DO THIS :: Reproduce the items from the line with "Agricultural drone survey: scan the aerial photo for dark" through the end of the items, both ends included and requests kept, and shift every box coordinate by -129.

RECORD EXTRACTS ::
- - -
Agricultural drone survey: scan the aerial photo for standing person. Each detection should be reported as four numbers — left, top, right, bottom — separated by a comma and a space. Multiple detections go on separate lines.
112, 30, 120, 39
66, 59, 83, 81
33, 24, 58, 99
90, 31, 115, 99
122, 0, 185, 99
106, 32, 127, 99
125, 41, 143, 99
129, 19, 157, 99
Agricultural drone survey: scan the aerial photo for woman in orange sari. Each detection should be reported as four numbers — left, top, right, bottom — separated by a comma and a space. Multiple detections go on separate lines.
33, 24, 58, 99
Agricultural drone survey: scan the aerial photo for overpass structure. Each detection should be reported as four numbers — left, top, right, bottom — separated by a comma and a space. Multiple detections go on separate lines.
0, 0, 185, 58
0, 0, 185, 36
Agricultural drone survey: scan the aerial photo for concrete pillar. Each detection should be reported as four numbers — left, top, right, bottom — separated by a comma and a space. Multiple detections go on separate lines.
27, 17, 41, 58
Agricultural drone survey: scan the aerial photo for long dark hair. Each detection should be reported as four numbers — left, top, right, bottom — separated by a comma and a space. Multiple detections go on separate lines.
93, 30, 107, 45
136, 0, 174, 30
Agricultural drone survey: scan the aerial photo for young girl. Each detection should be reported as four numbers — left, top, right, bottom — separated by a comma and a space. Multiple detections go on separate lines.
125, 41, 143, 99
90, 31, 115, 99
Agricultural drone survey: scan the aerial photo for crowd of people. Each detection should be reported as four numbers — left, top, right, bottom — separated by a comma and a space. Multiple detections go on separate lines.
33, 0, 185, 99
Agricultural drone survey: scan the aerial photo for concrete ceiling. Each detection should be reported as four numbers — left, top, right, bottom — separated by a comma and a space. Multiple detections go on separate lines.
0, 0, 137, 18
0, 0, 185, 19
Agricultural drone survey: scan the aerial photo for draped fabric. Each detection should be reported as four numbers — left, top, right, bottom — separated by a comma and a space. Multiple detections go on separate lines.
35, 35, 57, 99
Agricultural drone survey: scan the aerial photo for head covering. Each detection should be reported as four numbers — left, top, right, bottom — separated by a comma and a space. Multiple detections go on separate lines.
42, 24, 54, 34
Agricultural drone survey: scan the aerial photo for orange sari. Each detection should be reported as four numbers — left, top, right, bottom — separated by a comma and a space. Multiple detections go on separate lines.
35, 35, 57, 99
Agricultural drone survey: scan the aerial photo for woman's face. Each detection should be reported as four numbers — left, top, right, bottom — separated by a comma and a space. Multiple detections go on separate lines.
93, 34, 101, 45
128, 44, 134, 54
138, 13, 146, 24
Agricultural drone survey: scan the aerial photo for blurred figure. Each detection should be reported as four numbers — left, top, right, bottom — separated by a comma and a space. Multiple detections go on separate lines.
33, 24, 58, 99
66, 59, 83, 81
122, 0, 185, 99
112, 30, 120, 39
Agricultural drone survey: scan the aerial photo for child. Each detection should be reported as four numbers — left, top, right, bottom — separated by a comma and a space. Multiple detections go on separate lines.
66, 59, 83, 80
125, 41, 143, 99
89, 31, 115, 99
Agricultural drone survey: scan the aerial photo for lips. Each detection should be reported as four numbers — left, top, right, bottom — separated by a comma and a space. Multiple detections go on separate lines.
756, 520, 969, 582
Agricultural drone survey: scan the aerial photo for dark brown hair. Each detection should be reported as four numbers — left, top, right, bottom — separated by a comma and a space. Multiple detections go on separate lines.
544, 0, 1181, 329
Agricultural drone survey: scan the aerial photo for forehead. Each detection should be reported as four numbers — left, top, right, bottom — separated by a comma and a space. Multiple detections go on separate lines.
- - -
OUTPUT OF THE EXERCISE ::
Agricultural drone survey: scan the aerial photo for dark brown hair. Each detection should be reported as four numbers — left, top, right, bottom — separated by a comma and a space. Multiple detections go on separate lines.
415, -129, 1052, 200
Agricultural drone survey: scan the aerial photo for forehead. Each detection should be reported as four numbers — left, top, right, bottom — separated by a comma and a space. Multiple detections go on separate lines.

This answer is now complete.